* _PASSAGE SHOWN_

How to pattern match using regular expression in Scala?

I would like to be able to find a match between the first letter of a word, and one of the letters in a group such as "ABC". In pseudocode, this might look something like:
case Process(word) =>
word.firstLetter match {
case([a-c][A-C]) =>
case _ =>
}
}
But how do I grab the first letter in Scala instead of Java? How do I express the regular expression properly? Is it possible to do this within a case class?
You can do this because regular expressions define extractors but you need to define the regex pattern first. I don't have access to a Scala REPL to test this but something like this should work.
val Pattern = "([a-cA-C])".r
word.firstLetter match {
case Pattern(c) => c bound to capture group here
case _ =>
}
Since version 2.10, one can use Scala's string interpolation feature:
implicit class RegexOps(sc: StringContext) {
def r = new util.matching.Regex(sc.parts.mkString, sc.parts.tail.map(_ => "x"): _*)
}
scala> "123" match { case r"\d+" => true case _ => false }
res34: Boolean = true
Even better one can bind regular expression groups:
scala> "123" match { case r"(\d+)$d" => d.toInt case _ => 0 }
res36: Int = 123
scala> "10+15" match { case r"(\d\d)${first}\+(\d\d)${second}" => first.toInt+second.toInt case _ => 0 }
res38: Int = 25
It is also possible to set more detailed binding mechanisms:
scala> object Doubler { def unapply(s: String) = Some(s.toInt*2) }
defined module Doubler
scala> "10" match { case r"(\d\d)${Doubler(d)}" => d case _ => 0 }
res40: Int = 20
scala> object isPositive { def unapply(s: String) = s.toInt >= 0 }
defined module isPositive
scala> "10" match { case r"(\d\d)${d # isPositive()}" => d.toInt case _ => 0 }
res56: Int = 10
An impressive example on what's possible with Dynamic is shown in the blog post Introduction to Type Dynamic:
object T {
class RegexpExtractor(params: List[String]) {
def unapplySeq(str: String) =
params.headOption flatMap (_.r unapplySeq str)

* _WORK TO COMPLETE_
**a)** Decide whether each statement agrees with the Scala thread. For each one, answer yes or no and quote the words from the thread that settle it.
(i) String interpolation can be used for regex matching starting with Scala version 2.10.
(ii) The person who proposed the first pattern tested it in a Scala REPL.
(iii) Matching "10+15" against the two-group pattern gives 25.
**b)** Report every line in the entries that contains the string "outstretched".
The Scala thread has nothing to do with the entries that follow it.

* _DATASET ENTRIES_
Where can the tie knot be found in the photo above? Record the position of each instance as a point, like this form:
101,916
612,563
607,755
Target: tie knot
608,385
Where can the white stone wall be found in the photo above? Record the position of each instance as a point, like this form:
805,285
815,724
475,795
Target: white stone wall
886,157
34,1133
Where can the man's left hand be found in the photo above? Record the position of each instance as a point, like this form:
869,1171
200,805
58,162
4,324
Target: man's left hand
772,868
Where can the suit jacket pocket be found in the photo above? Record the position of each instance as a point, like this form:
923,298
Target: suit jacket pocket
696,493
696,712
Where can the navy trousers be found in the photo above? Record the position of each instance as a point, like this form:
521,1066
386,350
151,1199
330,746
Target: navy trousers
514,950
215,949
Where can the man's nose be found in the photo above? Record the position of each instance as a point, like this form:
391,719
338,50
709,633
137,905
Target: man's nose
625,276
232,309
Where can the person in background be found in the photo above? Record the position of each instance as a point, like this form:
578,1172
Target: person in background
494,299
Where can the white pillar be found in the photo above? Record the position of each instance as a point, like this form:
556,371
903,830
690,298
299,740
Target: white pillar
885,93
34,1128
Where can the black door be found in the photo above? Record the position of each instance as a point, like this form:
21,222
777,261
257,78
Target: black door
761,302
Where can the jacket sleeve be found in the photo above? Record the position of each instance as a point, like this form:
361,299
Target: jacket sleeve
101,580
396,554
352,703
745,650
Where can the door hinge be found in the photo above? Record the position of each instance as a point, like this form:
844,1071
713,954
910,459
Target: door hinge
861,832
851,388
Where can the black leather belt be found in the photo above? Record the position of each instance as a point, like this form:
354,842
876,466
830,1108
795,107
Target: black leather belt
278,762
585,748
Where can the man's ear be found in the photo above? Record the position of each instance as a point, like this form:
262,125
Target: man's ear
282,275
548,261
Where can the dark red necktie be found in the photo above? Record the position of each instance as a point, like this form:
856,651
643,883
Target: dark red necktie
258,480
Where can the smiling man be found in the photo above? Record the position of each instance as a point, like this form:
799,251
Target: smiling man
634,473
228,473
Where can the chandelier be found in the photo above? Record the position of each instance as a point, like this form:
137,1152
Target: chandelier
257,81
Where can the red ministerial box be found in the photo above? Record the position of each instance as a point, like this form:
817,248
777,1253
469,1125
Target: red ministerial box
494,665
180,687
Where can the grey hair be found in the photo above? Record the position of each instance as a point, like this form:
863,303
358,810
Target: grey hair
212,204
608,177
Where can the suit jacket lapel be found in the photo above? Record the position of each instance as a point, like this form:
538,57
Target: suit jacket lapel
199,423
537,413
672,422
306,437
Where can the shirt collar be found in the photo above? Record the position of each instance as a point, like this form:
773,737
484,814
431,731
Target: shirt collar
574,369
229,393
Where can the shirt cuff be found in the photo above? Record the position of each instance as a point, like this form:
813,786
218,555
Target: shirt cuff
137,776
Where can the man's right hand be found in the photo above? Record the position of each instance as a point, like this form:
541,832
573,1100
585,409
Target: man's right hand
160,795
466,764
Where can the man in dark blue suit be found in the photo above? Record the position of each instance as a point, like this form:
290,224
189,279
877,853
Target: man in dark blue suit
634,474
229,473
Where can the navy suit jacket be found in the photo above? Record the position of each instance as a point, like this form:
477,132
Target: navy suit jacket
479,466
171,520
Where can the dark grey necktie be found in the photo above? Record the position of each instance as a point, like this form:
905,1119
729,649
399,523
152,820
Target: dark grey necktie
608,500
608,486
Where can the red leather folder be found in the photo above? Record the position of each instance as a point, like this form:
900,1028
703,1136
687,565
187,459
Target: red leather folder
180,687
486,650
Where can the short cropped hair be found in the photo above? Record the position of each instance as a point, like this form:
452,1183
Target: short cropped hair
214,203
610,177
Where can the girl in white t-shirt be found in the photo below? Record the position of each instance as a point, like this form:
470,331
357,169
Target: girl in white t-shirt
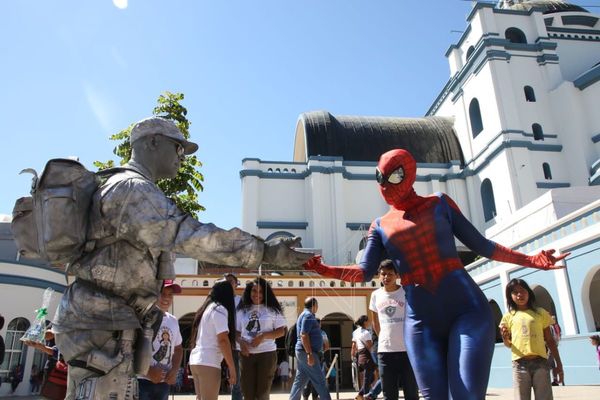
362,342
260,321
214,333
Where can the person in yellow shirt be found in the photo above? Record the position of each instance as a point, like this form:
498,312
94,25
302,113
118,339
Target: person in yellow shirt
526,331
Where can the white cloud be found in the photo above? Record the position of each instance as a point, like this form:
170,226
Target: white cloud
121,4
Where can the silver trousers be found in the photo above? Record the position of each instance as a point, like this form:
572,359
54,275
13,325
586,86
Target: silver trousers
533,374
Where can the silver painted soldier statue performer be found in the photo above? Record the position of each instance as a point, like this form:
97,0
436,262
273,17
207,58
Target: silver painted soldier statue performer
107,317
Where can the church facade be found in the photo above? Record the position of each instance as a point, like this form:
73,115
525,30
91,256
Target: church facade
513,137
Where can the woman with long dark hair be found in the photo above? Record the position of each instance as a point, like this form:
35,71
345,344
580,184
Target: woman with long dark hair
260,321
526,332
214,333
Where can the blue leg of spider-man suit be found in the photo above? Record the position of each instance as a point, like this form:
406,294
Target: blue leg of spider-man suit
449,336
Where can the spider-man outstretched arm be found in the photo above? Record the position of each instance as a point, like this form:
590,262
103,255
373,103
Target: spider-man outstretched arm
361,272
462,229
470,237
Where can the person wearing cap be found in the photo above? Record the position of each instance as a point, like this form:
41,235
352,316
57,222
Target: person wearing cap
167,350
108,316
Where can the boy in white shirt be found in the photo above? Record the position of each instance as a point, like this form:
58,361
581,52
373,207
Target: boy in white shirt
167,350
387,311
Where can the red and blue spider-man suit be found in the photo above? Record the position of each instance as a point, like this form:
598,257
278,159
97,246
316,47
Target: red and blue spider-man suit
449,329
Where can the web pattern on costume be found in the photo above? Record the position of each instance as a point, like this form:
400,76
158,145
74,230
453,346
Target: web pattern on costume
420,241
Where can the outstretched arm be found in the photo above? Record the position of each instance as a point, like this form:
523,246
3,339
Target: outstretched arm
473,239
348,273
362,272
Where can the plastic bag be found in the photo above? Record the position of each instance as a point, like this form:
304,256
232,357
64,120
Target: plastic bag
37,330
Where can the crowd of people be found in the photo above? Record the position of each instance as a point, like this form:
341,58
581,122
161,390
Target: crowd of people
436,332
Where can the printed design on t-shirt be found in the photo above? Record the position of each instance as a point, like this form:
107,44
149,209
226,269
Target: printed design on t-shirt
253,325
525,332
164,352
389,307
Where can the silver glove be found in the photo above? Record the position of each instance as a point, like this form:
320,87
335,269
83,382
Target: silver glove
280,253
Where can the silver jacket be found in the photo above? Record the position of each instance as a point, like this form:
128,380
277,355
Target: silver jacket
130,211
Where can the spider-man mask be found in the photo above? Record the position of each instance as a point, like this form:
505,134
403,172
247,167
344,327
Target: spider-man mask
399,195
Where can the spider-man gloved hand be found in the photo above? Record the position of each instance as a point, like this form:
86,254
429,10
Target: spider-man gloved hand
348,273
545,259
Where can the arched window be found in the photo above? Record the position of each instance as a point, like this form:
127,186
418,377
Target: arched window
475,117
515,35
487,199
547,171
14,354
538,132
529,94
470,51
594,298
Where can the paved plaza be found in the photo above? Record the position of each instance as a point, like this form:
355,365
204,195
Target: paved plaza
560,393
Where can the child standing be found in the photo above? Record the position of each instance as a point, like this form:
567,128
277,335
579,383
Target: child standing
388,311
526,331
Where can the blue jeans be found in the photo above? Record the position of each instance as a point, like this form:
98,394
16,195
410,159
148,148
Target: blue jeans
395,368
375,390
153,391
306,373
236,390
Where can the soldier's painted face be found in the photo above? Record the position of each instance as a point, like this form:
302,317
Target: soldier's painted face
171,154
396,174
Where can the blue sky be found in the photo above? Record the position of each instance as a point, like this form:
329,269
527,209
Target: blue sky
74,72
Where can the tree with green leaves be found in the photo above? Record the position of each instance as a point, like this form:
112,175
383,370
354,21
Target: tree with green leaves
184,188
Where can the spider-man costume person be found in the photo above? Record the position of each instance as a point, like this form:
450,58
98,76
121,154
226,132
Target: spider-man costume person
449,329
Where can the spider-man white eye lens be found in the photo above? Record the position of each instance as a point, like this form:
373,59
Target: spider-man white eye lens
396,176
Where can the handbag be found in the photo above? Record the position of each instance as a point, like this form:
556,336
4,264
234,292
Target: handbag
55,387
365,359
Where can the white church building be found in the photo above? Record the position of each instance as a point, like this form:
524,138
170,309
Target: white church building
513,137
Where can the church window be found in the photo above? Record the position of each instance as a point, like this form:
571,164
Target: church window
547,171
487,199
470,51
475,117
538,132
515,35
529,94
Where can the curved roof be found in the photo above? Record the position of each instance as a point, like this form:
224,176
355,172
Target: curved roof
358,138
549,6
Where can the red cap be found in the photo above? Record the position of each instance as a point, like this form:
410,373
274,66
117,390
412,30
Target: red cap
170,283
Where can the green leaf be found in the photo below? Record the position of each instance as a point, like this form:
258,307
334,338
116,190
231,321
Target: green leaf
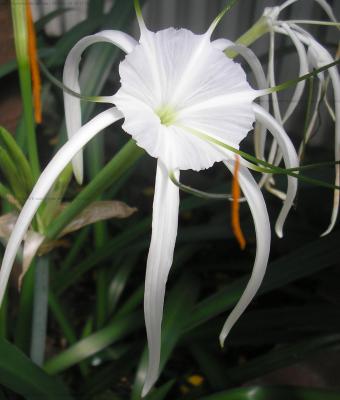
116,330
21,48
18,158
178,307
19,374
116,168
281,357
275,393
40,24
309,259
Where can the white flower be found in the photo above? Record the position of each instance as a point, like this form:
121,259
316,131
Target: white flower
182,100
311,55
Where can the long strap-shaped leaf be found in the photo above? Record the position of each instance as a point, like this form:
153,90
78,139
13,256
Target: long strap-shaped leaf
19,374
45,182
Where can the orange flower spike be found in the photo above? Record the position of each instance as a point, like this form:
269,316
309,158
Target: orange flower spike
235,208
33,57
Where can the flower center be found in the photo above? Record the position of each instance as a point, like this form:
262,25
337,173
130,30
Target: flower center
167,115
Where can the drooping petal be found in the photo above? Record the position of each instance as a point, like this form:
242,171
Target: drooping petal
319,56
256,67
303,70
214,97
290,159
70,79
44,184
164,231
258,209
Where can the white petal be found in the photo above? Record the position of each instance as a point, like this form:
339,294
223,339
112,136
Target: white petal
303,70
258,209
164,231
44,184
214,97
319,57
256,67
290,159
70,79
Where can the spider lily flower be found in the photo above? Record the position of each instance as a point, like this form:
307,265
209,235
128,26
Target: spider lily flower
311,55
189,106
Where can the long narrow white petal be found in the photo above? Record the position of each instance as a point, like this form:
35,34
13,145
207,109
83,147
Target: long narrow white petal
164,231
44,184
70,79
289,156
303,70
258,209
256,67
319,56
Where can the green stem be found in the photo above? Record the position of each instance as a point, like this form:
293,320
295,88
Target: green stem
21,48
40,310
23,325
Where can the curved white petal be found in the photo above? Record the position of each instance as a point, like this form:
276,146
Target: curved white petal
289,156
70,79
164,232
303,70
215,97
258,209
319,57
256,67
44,184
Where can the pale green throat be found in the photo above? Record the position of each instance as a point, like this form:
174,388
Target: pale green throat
167,115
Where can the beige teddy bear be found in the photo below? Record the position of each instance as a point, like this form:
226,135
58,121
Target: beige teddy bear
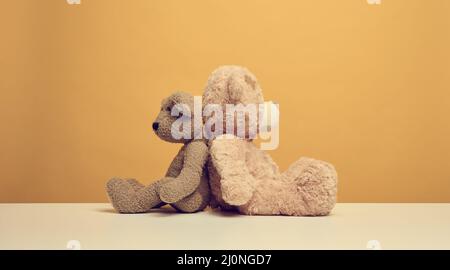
185,186
245,178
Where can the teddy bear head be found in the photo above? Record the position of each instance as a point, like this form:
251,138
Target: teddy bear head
175,118
237,88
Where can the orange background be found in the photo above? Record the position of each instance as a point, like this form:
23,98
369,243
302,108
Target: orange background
366,87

* _ANSWERS TO THE PROBLEMS_
**a)**
(i) Yes: "Since version 2.10, one can use Scala's string interpolation feature"
(ii) No: "I don't have access to a Scala REPL to test this"
(iii) Yes: "res38: Int = 25"

**b)**
Where can the spider-man outstretched arm be found in the photo above? Record the position of each instance as a point, like this form:
Target: spider-man outstretched arm
Where can the outstretched arm be found in the photo above? Record the position of each instance as a point, like this form:
Target: outstretched arm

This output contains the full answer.